# [Goal of the exercise]
Begin at the line of the listing that has "the bee hind leg" and stop after the listing's last line, copying every line in that span, request lines included. Shift each answer coordinate by adding 78 to both its x and y values.

======== Material ========

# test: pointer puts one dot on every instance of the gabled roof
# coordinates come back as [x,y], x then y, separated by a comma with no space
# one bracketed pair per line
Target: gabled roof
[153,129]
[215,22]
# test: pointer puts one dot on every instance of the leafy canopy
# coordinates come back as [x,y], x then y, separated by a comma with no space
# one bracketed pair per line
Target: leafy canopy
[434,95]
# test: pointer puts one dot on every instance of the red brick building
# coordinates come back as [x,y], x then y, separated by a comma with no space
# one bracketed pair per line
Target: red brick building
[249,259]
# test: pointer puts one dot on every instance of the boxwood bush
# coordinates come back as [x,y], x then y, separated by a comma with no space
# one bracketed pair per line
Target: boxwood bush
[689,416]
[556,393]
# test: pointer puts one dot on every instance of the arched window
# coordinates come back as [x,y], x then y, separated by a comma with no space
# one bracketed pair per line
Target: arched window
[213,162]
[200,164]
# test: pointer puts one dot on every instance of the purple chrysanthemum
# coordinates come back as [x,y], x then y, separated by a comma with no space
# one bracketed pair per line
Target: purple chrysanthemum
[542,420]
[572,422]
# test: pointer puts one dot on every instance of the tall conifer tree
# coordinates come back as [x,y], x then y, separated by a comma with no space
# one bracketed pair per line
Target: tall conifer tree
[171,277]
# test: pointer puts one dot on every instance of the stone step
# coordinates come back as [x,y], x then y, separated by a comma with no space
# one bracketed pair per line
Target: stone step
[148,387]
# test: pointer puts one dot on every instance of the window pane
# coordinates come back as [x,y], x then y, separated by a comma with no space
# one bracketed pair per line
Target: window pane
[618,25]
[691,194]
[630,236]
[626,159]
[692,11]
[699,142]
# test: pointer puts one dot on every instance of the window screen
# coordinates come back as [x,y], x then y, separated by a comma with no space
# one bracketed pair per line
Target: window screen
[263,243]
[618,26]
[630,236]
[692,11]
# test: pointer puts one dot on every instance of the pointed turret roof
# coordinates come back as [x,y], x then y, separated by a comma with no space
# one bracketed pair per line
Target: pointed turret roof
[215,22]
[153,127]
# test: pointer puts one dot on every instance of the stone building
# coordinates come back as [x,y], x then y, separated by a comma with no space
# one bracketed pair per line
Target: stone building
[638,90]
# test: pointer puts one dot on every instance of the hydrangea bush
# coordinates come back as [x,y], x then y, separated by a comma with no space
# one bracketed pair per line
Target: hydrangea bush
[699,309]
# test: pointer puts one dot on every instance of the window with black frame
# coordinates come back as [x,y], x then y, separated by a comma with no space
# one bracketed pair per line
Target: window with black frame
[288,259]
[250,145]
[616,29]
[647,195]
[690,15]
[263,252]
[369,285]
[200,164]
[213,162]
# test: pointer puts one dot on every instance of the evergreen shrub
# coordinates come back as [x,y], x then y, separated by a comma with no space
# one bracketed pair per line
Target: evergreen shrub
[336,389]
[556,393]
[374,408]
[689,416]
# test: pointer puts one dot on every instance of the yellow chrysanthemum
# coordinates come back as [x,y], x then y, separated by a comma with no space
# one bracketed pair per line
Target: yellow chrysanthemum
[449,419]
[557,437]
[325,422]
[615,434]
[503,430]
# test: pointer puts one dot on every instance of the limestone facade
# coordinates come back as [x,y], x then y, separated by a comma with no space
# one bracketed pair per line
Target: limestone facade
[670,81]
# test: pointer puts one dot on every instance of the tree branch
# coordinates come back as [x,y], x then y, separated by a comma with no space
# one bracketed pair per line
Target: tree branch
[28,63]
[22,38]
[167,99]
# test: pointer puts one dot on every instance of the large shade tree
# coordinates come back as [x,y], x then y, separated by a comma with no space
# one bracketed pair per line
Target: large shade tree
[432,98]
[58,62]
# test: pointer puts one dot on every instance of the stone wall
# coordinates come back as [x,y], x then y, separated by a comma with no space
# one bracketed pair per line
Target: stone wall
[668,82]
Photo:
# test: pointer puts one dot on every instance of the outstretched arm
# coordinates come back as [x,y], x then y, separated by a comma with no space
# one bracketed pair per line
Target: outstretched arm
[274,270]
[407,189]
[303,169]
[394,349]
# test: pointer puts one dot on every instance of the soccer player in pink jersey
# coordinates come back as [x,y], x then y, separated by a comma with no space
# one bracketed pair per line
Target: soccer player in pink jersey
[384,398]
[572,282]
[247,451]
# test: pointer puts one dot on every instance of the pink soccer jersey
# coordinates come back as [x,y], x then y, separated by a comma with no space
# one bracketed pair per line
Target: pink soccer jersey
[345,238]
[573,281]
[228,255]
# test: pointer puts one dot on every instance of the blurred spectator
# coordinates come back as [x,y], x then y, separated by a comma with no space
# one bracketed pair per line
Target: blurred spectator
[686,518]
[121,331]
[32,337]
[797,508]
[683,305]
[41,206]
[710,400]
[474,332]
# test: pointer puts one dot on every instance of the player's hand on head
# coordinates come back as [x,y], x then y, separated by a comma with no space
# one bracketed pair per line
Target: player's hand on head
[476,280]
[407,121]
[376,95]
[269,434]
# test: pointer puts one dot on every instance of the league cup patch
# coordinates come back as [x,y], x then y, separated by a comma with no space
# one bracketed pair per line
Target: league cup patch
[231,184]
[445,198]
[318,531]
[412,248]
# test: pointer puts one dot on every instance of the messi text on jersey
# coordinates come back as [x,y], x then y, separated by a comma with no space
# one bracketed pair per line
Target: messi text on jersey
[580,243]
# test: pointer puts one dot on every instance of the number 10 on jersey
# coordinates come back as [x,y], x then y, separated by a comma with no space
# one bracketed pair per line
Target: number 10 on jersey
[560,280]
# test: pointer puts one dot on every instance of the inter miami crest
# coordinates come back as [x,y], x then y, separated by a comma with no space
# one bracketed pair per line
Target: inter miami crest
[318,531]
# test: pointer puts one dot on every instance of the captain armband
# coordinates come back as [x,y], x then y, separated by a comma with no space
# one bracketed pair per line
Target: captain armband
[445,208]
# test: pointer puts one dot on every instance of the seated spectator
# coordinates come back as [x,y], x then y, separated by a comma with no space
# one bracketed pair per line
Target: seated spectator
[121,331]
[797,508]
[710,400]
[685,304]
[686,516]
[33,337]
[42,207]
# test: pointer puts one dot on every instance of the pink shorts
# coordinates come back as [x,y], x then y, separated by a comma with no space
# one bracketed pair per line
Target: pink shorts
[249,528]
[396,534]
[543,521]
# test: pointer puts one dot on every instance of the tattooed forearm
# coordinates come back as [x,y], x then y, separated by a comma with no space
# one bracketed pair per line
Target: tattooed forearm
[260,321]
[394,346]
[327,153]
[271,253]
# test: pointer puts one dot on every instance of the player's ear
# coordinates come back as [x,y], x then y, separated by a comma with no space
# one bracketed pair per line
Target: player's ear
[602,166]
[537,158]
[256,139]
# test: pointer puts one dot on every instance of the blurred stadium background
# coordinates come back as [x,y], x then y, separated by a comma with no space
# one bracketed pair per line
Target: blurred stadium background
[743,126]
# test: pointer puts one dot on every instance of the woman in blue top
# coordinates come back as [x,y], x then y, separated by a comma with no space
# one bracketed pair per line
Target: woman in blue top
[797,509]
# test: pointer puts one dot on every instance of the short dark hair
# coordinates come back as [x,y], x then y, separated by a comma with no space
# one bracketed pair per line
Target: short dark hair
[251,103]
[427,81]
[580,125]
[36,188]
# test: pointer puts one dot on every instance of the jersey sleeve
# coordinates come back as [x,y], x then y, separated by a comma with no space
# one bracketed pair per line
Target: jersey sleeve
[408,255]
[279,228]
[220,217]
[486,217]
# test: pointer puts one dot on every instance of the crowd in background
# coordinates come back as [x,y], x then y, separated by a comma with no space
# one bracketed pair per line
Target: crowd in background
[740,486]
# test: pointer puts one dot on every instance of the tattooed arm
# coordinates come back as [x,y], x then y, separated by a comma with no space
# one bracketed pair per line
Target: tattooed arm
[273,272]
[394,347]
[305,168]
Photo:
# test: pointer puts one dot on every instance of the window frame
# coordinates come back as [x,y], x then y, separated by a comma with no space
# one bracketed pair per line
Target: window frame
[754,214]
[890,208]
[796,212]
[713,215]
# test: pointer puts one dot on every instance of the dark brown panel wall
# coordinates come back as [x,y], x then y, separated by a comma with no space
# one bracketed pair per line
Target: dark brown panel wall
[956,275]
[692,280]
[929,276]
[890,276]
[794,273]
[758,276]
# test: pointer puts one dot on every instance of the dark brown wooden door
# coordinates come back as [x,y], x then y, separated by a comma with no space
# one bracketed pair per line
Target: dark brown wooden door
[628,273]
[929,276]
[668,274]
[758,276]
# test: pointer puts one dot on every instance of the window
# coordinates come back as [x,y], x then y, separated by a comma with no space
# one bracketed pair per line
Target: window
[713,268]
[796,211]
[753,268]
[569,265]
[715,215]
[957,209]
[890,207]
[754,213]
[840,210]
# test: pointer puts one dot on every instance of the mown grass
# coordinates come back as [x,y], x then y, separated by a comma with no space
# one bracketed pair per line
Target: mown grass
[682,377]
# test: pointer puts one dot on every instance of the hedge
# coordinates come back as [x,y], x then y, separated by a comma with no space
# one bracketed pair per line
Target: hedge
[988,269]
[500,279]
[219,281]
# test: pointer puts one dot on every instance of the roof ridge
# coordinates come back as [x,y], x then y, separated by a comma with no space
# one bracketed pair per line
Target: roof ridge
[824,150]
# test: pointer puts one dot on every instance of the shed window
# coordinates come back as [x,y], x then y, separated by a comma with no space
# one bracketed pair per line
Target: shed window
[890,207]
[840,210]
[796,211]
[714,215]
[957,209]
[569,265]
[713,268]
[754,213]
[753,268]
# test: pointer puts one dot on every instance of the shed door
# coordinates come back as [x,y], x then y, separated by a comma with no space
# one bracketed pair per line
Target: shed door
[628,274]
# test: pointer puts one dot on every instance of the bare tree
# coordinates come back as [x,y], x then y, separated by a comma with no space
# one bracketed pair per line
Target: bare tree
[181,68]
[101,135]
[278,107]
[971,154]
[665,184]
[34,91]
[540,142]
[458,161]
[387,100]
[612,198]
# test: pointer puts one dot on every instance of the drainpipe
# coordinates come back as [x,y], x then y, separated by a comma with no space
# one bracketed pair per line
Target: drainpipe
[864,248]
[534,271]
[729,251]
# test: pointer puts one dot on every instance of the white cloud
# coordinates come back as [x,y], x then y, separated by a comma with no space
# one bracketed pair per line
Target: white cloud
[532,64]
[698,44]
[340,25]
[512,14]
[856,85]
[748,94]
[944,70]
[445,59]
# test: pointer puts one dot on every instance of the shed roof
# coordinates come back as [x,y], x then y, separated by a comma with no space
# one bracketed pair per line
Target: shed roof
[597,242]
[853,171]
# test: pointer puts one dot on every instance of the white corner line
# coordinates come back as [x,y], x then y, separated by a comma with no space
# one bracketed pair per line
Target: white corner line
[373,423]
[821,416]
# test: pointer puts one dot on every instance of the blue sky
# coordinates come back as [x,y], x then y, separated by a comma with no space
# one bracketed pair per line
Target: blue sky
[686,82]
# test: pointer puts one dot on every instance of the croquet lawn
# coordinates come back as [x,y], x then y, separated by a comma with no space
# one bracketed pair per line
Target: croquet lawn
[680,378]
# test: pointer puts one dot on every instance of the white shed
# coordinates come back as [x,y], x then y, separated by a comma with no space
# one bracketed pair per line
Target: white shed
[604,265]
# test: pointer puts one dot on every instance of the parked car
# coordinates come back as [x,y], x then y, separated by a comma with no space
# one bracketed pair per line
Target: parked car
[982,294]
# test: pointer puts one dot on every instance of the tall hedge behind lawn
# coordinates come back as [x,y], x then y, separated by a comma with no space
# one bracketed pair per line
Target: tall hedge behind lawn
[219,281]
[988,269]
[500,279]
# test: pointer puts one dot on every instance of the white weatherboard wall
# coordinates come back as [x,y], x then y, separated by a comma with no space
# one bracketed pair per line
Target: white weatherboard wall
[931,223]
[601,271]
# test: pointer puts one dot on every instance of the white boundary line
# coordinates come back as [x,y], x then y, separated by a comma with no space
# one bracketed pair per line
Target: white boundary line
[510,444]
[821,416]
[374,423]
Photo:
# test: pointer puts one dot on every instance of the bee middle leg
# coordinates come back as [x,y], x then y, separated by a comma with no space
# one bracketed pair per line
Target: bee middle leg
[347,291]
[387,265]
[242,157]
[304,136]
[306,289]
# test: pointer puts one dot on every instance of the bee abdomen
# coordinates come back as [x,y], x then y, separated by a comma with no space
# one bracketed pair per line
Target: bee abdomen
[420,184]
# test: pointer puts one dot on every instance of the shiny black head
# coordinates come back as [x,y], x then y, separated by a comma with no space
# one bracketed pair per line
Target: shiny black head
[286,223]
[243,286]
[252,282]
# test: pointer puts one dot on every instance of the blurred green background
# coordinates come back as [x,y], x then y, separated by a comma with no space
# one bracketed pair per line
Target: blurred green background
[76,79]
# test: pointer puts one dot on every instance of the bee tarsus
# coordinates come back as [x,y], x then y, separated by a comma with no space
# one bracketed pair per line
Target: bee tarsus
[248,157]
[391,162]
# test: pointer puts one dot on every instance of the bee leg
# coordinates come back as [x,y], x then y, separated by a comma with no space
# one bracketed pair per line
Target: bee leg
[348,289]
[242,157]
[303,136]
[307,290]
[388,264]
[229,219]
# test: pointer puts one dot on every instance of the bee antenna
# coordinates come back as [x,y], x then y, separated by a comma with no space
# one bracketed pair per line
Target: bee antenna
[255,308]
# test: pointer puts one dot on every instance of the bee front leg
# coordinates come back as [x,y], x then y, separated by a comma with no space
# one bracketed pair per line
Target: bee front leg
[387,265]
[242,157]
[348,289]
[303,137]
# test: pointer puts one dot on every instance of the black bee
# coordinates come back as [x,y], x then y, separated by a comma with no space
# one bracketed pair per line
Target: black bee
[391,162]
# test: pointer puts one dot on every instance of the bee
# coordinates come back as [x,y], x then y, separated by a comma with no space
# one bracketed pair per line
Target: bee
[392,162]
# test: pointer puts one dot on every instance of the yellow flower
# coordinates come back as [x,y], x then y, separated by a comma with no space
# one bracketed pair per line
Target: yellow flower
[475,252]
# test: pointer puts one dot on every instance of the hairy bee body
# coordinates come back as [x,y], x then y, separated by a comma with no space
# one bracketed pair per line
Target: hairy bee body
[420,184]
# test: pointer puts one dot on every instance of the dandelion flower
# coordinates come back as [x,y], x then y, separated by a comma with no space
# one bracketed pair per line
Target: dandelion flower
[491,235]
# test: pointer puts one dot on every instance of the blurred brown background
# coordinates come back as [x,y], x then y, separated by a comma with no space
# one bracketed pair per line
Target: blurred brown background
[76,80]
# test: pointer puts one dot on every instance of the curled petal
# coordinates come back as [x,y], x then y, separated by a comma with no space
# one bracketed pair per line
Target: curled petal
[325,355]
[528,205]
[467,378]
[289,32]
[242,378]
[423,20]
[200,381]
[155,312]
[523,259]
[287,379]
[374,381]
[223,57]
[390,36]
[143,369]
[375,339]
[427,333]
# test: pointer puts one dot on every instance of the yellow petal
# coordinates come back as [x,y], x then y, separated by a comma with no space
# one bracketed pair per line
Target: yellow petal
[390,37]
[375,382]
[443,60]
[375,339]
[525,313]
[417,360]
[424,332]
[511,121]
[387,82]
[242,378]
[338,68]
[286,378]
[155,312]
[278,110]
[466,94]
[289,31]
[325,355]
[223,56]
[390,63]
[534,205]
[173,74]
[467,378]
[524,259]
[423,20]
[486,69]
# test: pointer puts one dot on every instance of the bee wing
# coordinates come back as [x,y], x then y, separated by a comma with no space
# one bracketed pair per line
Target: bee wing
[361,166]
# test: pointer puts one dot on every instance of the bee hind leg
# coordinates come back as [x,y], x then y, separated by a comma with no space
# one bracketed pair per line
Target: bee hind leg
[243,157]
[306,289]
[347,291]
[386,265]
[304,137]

========

# [In response]
# test: pointer puts one dot on every instance of the bee hind leg
# coordinates come back as [x,y], x then y, separated by a comma with no space
# one bracketed pair per line
Target: bee hind leg
[321,235]
[384,367]
[425,369]
[464,343]
[382,215]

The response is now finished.